Quando l’uomo dimentica Dio apre le porte al male: sulle parole del Papa all'Angelus
la riflessione di Salvatore Martinez e Vittorio Possenti
All’Angelus di ieri, Benedetto XVI ha messo l’accento sulle profonde divergenze che
esistono tra un umanesimo ateo e l’umanesimo cristiano. In particolare, ha ricordato
lo straordinario esempio di alcuni Santi martiri, come Edith Stein e San Massimiliano
Kolbe, testimoni di una “carità che ama sino alla fine” e che combatte il male con
il bene. Al microfono di Alessandro Gisotti, il presidente nazionale di Rinnovamento
nello Spirito Santo, Salvatore Martinez, si sofferma sul valore del martirio
nella vita dei cristiani:
R. – C’è
un’espressione di Edith Stein che dice: “Essere di Cristo significa dare la vita a
Cristo” ed è questa, in fondo, la definizione del martirio. Il cristiano è un uomo
di sofferenza e di offerta e la propria vita è offerta nell’offerta di Cristo. Il
cristiano è un “uomo espropriato”, pertanto non vive da sé, non vive per sé. Egli
è un uomo di relazione, in perenne relazione, per cui egli più ama e più vive, più
dona e più riceve, più soffre ingiustizie – e quindi il martirio è beatitudine -,
più è fedele a ciò in cui crede. Sempre Edith Stein diceva che bisogna alimentare
la vita spirituale se si vuol dare qualcosa agli altri. Questo è uno dei problemi
del nostro tempo: un umanesimo sempre più fragile perché sempre più dimentico di Cristo
e delle cose di Cristo. Se non c’è quest’elevazione, non c’è neanche incarnazione
e pertanto non c’è vera umanità, non c’è vera vita.
D.
– Quando l’uomo vive senza Dio il male prende il sopravvento, ha ricordato il Papa.
I Santi ci ricordano invece la bellezza, la pienezza di una vita con Dio e in Dio…
R.
– I Santi ci insegnano l’arte di vivere. Essi hanno centrato l’obiettivo della vita
e questa è la sfida che ricorre da 2 mila anni. Il Manzoni ci direbbe che “essere
senza Dio è già essere contro Dio”, pertanto il martirio è inesorabile nella vita
del cristiano. I Santi ci insegnano, con la loro vita, che il male può essere vinto
con il bene.
D. – Un altro rischio che corre l’uomo
contemporaneo, ha detto Benedetto XVI, è il volersi sostituire a Dio, pretendendo
di essere così più libero. Quale testimonianza sono chiamati a dare i cristiani?
-=-=-=-=-
> [ESERCIZIO ASSEGNATO 1]
Rispondi, per favore, a queste domande sul brano:
(a) Quale carica ricopre Salvatore Martinez?
(b) Secondo la frase di Edith Stein citata nel brano, che cosa significa essere di Cristo?
(c) A chi viene attribuita l'espressione "essere senza Dio è già essere contro Dio"?
> [ESERCIZIO ASSEGNATO 2] Individua nei dati ogni riga in cui compare la parola "orange" e ricopiala.
Le righe riportate qui non hanno alcun legame con il brano.

> [DATI MEMORIZZATI]
-=-=-=-=-
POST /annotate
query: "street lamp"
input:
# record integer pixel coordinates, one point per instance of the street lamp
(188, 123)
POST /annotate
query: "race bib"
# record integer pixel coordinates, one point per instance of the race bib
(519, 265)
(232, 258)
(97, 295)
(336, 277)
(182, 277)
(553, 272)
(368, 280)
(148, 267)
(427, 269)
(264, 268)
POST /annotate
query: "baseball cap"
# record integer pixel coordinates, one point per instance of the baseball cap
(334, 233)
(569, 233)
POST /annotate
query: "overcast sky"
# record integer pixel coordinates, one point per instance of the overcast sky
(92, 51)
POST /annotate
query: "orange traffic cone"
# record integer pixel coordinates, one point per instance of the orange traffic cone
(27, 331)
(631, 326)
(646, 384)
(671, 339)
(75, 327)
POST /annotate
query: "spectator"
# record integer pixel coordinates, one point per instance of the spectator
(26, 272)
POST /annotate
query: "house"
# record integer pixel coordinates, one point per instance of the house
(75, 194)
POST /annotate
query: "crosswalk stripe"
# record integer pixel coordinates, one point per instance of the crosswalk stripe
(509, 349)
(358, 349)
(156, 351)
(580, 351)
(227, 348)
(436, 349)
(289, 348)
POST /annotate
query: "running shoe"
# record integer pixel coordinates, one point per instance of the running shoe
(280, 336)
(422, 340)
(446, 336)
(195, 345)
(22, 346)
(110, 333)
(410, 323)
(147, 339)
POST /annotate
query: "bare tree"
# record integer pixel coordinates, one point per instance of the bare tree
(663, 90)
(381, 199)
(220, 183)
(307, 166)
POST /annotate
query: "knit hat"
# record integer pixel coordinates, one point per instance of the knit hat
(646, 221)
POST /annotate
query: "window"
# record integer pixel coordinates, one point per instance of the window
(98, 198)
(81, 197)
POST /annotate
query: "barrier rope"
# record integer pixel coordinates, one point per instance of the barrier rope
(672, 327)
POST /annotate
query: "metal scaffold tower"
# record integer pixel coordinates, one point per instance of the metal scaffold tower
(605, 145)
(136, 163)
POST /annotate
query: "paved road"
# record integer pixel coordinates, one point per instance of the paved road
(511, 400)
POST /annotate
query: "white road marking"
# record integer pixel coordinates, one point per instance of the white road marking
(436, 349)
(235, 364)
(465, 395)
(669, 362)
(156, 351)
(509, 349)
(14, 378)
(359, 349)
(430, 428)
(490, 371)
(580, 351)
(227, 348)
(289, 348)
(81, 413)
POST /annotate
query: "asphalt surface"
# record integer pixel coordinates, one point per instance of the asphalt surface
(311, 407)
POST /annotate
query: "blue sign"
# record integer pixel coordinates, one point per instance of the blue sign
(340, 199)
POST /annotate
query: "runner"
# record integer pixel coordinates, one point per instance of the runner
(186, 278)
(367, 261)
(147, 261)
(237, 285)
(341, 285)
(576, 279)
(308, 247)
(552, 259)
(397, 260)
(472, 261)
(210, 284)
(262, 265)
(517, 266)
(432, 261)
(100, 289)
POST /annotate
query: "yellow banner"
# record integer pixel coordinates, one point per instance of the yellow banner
-=-=-=-=-
> [RISPOSTA ATTESA 1]
(a) Presidente nazionale di Rinnovamento nello Spirito Santo.
(b) Significa dare la vita a Cristo.
(c) Al Manzoni.

> [RISPOSTA ATTESA 2]
query: "orange traffic cone"
# record integer pixel coordinates, one point per instance of the orange traffic cone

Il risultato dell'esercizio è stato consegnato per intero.